PASSAGE PROVIDED:
Date: Mon Mar 14 20:05:30 2011 +0100

oom: oom_kill_process: fix the child_points logic

oom_kill_process() starts with victim_points == 0. This means that
(most likely) any child has more points and can be killed erroneously.

Also, "children has a different mm" doesn't match the reality, we should
check child->mm != t->mm. This check is not exactly correct if t->mm ==
NULL but this doesn't really matter, oom_kill_task() will kill them
anyway.

Note: "Kill all processes sharing p->mm" in oom_kill_task() is wrong
too.

Signed-off-by: Oleg Nesterov <[email protected]>
Signed-off-by: Linus Torvalds <[email protected]>

As a result of this change, the oom killer will no longer attempt to
sacrifice a child of the selected process in favor of the parent unless
its memory usage exceeds the parent (and this will be an unreachable state
once oom-prevent-unnecessary-oom-kills-or-kernel-panics.patch is merged
from -mm).

This means systems running a webserver, for example, will kill the
webserver itself in oom conditions and not one of its threads serving a
connection; simply forking too many client connections in this scenario
would lead to an oom condition that would kill the server instead of one
of its threads.

Admins who find this behavior to cause disruptions in service should apply
the following revert.

Signed-off-by: David Rientjes <[email protected]>
---
diff --git a/mm/oom_kill.c b/mm/oom_kill.c
--- a/mm/oom_kill.c
+++ b/mm/oom_kill.c
@@ -458,10 +458,10 @@ static int oom_kill_process(struct task_struct *p, gfp_t gfp_mask, int order,
struct mem_cgroup *mem, nodemask_t *nodemask,
const char *message)
{
- struct task_struct *victim;
+ struct task_struct *victim = p;
struct task_struct *child;
- struct task_struct *t;
- unsigned int victim_points;
+ struct task_struct *t = p;
+ unsigned int victim_points = 0;

if (printk_ratelimit())

EXERCISE REQUIREMENTS:
• 1. Summarize the oom killer patch above in two sentences.
• 2. Answer these from the oom killer patch above:
(a) What value does victim_points start with in oom_kill_process()?
(b) Which source file does the diff modify?
(c) In the webserver example, what is killed in oom conditions after the change?
• 3. Carry the oom killer patch above forward from its last line.

DATA ENTRIES:

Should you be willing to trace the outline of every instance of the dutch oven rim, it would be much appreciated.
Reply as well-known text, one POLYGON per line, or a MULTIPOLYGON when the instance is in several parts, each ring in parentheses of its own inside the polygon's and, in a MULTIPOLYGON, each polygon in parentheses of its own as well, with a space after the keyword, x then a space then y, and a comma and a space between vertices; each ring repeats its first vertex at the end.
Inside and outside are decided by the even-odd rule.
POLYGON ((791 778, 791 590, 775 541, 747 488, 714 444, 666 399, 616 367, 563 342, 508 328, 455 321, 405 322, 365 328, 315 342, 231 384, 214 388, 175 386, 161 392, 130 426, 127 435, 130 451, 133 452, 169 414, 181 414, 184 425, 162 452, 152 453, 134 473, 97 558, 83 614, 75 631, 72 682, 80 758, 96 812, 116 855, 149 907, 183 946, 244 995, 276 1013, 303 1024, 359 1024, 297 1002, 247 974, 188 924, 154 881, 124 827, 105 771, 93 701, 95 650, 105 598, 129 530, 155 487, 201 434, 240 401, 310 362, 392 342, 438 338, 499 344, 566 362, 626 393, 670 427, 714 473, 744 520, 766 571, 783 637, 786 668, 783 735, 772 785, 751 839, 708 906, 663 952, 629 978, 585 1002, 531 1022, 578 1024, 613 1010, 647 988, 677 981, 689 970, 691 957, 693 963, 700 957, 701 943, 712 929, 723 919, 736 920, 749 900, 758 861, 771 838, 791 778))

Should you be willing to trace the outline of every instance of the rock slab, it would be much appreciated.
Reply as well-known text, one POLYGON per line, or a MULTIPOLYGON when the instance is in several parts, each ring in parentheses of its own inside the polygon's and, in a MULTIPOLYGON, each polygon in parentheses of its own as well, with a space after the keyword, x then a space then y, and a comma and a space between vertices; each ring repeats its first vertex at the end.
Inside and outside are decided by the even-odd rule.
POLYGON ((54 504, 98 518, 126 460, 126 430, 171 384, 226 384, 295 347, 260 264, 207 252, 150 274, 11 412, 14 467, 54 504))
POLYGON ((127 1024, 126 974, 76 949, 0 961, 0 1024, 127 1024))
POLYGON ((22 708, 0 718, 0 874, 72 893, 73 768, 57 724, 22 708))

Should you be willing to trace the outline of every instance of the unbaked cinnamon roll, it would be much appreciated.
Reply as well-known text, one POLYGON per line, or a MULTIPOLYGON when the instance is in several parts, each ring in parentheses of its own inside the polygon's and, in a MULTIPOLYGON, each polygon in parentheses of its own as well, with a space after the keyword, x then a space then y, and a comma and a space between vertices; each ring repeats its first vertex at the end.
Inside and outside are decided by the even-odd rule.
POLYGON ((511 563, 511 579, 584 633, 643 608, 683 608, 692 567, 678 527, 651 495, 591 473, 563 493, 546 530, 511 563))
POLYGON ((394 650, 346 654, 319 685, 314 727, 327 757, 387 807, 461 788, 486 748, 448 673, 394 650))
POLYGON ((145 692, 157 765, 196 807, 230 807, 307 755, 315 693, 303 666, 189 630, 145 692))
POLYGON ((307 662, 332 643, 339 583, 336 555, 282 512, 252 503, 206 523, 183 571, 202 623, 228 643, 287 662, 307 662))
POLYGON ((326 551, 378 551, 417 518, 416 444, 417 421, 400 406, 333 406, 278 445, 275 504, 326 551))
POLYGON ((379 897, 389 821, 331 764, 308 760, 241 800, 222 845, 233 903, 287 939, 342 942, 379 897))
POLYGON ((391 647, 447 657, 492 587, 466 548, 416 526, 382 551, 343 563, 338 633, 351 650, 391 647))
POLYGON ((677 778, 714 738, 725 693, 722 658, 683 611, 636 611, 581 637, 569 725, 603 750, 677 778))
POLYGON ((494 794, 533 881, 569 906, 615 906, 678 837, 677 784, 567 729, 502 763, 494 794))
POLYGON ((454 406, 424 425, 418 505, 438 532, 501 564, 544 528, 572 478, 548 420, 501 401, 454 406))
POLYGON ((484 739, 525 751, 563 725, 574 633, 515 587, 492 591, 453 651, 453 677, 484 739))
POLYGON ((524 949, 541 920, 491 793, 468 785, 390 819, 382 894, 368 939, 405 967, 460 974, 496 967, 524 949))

RESULTS FOR EACH TASK:
• 1. A change to oom_kill_process() fixed the child_points logic because the function started with victim_points == 0, so any child most likely had more points and could be killed erroneously. As a result, the oom killer no longer sacrifices a child unless its memory usage exceeds the parent's, so a webserver would itself be killed rather than one of its threads, and admins who find this disrupts service should apply the revert.

• 2.
(a) 0 (victim_points == 0)
(b) mm/oom_kill.c
(c) The webserver itself, not one of its threads serving a connection

• 3.
dump_header(p, gfp_mask, order, mem, nodemask);
@@ -487,15 +487,10 @@ static int oom_kill_process(struct task_struct *p, gfp_t gfp_mask, int order,
* parent. This attempts to lose the minimal amount of work done while
* still freeing memory.
*/
- victim_points = oom_badness(p, mem, nodemask, totalpages);
- victim = p;
- t = p;
do {
list_for_each_entry(child, &t->children, sibling) {
unsigned int child_points;

- if (child->mm == t->mm)
- continue;
/*
* oom_badness() returns 0 if the thread is unkillable
*/

2011-03-15 03:14:16

by Steven Rostedt

[permalink] [raw]

Subject: Re: Linux 2.6.38

On Mon, Mar 14, 2011 at 06:49:37PM -0700, Linus Torvalds wrote:
>
> So I'm hoping this ends up being a fairly calm release despite some
> really deep changes like that.

It's so calm, it's like it's not even there.

-- Steve

2011-03-15 04:06:14

by Steven Rostedt

[permalink] [raw]

Subject: Re: Linux 2.6.38

On Mon, Mar 14, 2011 at 08:13:38PM -0700, David Rientjes wrote:
> This kernel includes a broken commit that was merged a couple of hours
> before release:
>
> commit dc1b83ab08f1954335692cdcd499f78c94f4c42a
> Author: Oleg Nesterov <[email protected]>
> Date: Mon Mar 14 20:05:30 2011 +0100
>
> oom: oom_kill_process: fix the child_points logic
>

Don't worry. If you download the patch for 2.6.38, you'll see that the
revert was in the final release.

Woo hoo, ketchup is useful again!

-- Steve

2011-03-15 04:15:36

by Linus Torvalds

[permalink] [raw]

Subject: Re: Linux 2.6.38

On Mon, Mar 14, 2011 at 8:14 PM, Steven Rostedt <[email protected]> wrote:
> On Mon, Mar 14, 2011 at 06:49:37PM -0700, Linus Torvalds wrote:
>>
>> So I'm hoping this ends up being a fairly calm release despite some
>> really deep changes like that.
>
> It's so calm, it's like it's not even there.

Yes, it's a very Zen release.

I'd uploaded the patch and tar-ball, but forgot to actually push out.
Usually it's the other way around.

Linus

2011-03-15 04:17:07

by Linus Torvalds

[permalink] [raw]

Subject: Re: Linux 2.6.38

On Mon, Mar 14, 2011 at 8:13 PM, David Rientjes <[email protected]> wrote:
> This kernel includes a broken commit that was merged a couple of hours
> before release:

Actually, it doesn't. It got reverted before the release because of
the worries about it.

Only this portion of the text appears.